- **요구 사항**
"Reviewer check: each instance of the drainpipe" 문구가 있는 줄부터 "Reviewer check: each instance of the brick" 문구가 있는 줄까지(양 끝 포함)의 레코드를 다시 쓰되, "photo"를 "image"로 바꾸고 나머지는 그대로 두십시오.
+ + + + + + +
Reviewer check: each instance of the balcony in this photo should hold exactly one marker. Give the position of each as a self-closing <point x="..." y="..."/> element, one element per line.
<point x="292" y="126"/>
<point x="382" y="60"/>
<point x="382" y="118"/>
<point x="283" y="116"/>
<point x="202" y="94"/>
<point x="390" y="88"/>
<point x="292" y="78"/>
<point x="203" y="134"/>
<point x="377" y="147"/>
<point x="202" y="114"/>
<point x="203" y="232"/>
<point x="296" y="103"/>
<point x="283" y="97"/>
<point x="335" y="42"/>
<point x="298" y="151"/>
+ + + + + + +
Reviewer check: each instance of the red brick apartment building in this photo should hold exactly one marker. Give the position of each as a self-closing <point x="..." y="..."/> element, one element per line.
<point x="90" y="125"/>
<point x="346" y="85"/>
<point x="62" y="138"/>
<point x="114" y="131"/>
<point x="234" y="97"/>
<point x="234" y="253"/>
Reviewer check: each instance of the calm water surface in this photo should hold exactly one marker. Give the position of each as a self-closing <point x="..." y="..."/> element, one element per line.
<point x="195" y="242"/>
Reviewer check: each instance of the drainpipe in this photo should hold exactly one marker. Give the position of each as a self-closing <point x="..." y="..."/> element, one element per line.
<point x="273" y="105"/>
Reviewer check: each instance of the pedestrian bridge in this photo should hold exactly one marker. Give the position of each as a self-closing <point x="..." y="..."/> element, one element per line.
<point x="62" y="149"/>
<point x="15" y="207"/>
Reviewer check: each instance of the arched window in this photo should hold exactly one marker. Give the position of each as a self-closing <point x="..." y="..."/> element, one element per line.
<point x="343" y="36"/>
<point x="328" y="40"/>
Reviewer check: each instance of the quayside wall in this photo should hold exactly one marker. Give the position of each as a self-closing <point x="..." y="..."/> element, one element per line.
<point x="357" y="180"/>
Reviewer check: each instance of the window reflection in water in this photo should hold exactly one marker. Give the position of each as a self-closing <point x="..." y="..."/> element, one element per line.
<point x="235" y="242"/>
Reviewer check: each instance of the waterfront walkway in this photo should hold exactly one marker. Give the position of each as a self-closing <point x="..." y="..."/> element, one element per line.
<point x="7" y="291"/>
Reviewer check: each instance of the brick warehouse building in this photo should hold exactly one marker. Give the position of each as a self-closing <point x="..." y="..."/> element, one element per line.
+ + + + + + +
- **문제 풀이**
Reviewer check: each instance of the drainpipe in this image should hold exactly one marker. Give the position of each as a self-closing <point x="..." y="..."/> element, one element per line.
<point x="273" y="105"/>
Reviewer check: each instance of the pedestrian bridge in this image should hold exactly one marker. Give the position of each as a self-closing <point x="..." y="..."/> element, one element per line.
<point x="62" y="149"/>
<point x="15" y="207"/>
Reviewer check: each instance of the arched window in this image should hold exactly one marker. Give the position of each as a self-closing <point x="..." y="..."/> element, one element per line.
<point x="343" y="36"/>
<point x="328" y="40"/>
Reviewer check: each instance of the quayside wall in this image should hold exactly one marker. Give the position of each as a self-closing <point x="..." y="..."/> element, one element per line.
<point x="357" y="180"/>
Reviewer check: each instance of the window reflection in water in this image should hold exactly one marker. Give the position of each as a self-closing <point x="..." y="..."/> element, one element per line.
<point x="235" y="242"/>
Reviewer check: each instance of the waterfront walkway in this image should hold exactly one marker. Give the position of each as a self-closing <point x="..." y="..."/> element, one element per line.
<point x="7" y="291"/>
Reviewer check: each instance of the brick warehouse building in this image should hold exactly one marker. Give the position of each as a self-closing <point x="..." y="..."/> element, one element per line.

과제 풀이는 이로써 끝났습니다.